■ **Texte de la page**

En effet, la décision d’acquisition d’équipements lourds en Allemagne est prise directement par l’établissement hospitalier, au contraire de la procédure française, longue et complexe. Dès lors, en Allemagne, on n’attend qu’un jour ou deux pour faire une IRM, alors qu’en France, et plus particulièrement en Alsace où 2014 a été une année catastrophique, on peut attendre jusqu’à cinquante-huit jours. Je vous laisse imaginer le désarroi d’un patient attendant un examen complémentaire pour valider ou infirmer, dans le cadre d’un bilan thérapeutique, l’extension d’un cancer par exemple… C’est intolérable !

■ **Les données**
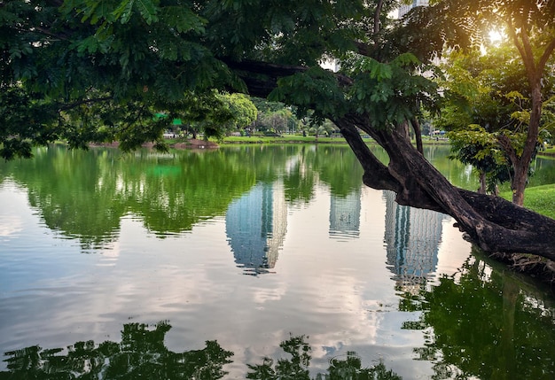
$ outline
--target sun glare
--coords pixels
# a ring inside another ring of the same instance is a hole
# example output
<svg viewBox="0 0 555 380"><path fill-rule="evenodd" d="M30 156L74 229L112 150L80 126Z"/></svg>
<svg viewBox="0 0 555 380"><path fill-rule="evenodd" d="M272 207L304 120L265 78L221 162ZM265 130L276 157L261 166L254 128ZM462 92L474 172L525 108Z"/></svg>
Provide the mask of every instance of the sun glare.
<svg viewBox="0 0 555 380"><path fill-rule="evenodd" d="M496 29L489 31L489 42L494 45L498 45L504 38L504 35L502 32Z"/></svg>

■ **Consigne 1**
Répondez à ces questions à partir du texte de la page :
(a) En Allemagne, qui décide d'acheter des équipements lourds ?
(b) Combien de temps attend-on en Allemagne pour passer une IRM ?
(c) En France, jusqu'à combien de jours peut-on attendre ?
■ **Consigne 2**
Écrivez tel quel le passage du texte de la page, de « En effet, la » à « exemple… C’est intolérable ! ».

■ **Réponse 1**
(a) L'établissement hospitalier, directement.
(b) Un jour ou deux.
(c) Jusqu'à cinquante-huit jours.

■ **Réponse 2**
En effet, la décision d’acquisition d’équipements lourds en Allemagne est prise directement par l’établissement hospitalier, au contraire de la procédure française, longue et complexe. Dès lors, en Allemagne, on n’attend qu’un jour ou deux pour faire une IRM, alors qu’en France, et plus particulièrement en Alsace où 2014 a été une année catastrophique, on peut attendre jusqu’à cinquante-huit jours. Je vous laisse imaginer le désarroi d’un patient attendant un examen complémentaire pour valider ou infirmer, dans le cadre d’un bilan thérapeutique, l’extension d’un cancer par exemple… C’est intolérable !